- [WORK REQUIRED]
The entries below are to be repeated verbatim, in full.

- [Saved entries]
○ ○ ○

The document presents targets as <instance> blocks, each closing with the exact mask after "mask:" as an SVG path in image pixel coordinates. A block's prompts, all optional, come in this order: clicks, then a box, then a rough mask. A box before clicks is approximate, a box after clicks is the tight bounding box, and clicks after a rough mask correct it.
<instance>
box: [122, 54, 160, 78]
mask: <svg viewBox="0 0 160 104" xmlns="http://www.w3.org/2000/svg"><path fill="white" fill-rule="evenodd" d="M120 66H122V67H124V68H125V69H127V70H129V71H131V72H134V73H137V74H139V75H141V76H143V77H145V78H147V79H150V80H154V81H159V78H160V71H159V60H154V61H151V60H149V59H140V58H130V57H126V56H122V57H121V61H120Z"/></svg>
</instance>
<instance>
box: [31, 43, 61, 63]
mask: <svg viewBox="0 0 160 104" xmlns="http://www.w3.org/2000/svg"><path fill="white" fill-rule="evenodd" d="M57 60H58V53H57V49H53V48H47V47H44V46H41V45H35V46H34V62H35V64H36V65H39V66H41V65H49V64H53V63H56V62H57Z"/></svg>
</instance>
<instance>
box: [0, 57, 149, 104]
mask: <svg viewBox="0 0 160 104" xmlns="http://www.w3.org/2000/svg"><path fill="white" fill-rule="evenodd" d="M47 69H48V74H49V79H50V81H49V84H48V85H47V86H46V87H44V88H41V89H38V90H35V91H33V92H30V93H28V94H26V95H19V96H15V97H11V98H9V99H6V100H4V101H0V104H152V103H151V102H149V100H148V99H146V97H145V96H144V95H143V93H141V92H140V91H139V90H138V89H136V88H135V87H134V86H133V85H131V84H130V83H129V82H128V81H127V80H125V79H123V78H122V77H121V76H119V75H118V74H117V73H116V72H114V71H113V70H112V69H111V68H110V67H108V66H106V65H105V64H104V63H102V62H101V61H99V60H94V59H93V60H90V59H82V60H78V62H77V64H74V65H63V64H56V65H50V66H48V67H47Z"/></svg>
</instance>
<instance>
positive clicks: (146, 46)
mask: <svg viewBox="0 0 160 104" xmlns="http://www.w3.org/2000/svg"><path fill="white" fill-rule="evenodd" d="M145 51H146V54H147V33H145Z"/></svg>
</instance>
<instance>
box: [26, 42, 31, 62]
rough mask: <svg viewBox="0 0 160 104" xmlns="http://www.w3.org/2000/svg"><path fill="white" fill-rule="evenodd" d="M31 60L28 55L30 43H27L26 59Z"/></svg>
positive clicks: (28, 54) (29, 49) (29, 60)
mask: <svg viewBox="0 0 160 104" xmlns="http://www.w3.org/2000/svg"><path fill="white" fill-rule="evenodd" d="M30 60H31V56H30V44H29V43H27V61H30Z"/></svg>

○ ○ ○

- [RESPONSE TO THIS TASK]
The document presents targets as <instance> blocks, each closing with the exact mask after "mask:" as an SVG path in image pixel coordinates. A block's prompts, all optional, come in this order: clicks, then a box, then a rough mask. A box before clicks is approximate, a box after clicks is the tight bounding box, and clicks after a rough mask correct it.
<instance>
box: [122, 54, 160, 78]
mask: <svg viewBox="0 0 160 104" xmlns="http://www.w3.org/2000/svg"><path fill="white" fill-rule="evenodd" d="M120 66H122V67H124V68H125V69H127V70H129V71H131V72H134V73H137V74H139V75H141V76H143V77H145V78H147V79H150V80H154V81H159V78H160V71H159V60H154V61H151V60H149V59H140V58H130V57H126V56H122V57H121V61H120Z"/></svg>
</instance>
<instance>
box: [31, 43, 61, 63]
mask: <svg viewBox="0 0 160 104" xmlns="http://www.w3.org/2000/svg"><path fill="white" fill-rule="evenodd" d="M57 60H58V53H57V49H53V48H47V47H44V46H41V45H35V46H34V62H35V64H36V65H39V66H41V65H49V64H53V63H56V62H57Z"/></svg>
</instance>
<instance>
box: [0, 57, 149, 104]
mask: <svg viewBox="0 0 160 104" xmlns="http://www.w3.org/2000/svg"><path fill="white" fill-rule="evenodd" d="M47 69H48V74H49V79H50V81H49V84H48V85H47V86H46V87H44V88H41V89H38V90H35V91H33V92H30V93H28V94H26V95H19V96H15V97H11V98H9V99H6V100H4V101H0V104H152V103H151V102H149V100H148V99H146V97H145V96H144V95H143V93H141V92H140V91H139V90H138V89H136V88H135V87H134V86H133V85H131V84H130V83H129V82H128V81H127V80H125V79H123V78H122V77H121V76H119V75H118V74H117V73H116V72H114V71H113V70H112V69H111V68H110V67H108V66H106V65H105V64H104V63H102V62H101V61H99V60H94V59H93V60H90V59H82V60H78V62H77V64H74V65H63V64H56V65H50V66H48V67H47Z"/></svg>
</instance>
<instance>
positive clicks: (146, 46)
mask: <svg viewBox="0 0 160 104" xmlns="http://www.w3.org/2000/svg"><path fill="white" fill-rule="evenodd" d="M145 51H146V54H147V33H145Z"/></svg>
</instance>
<instance>
box: [26, 42, 31, 62]
rough mask: <svg viewBox="0 0 160 104" xmlns="http://www.w3.org/2000/svg"><path fill="white" fill-rule="evenodd" d="M31 60L28 55L30 43H27L26 59Z"/></svg>
positive clicks: (28, 54) (29, 49) (29, 60)
mask: <svg viewBox="0 0 160 104" xmlns="http://www.w3.org/2000/svg"><path fill="white" fill-rule="evenodd" d="M30 60H31V56H30V44H29V43H27V61H30Z"/></svg>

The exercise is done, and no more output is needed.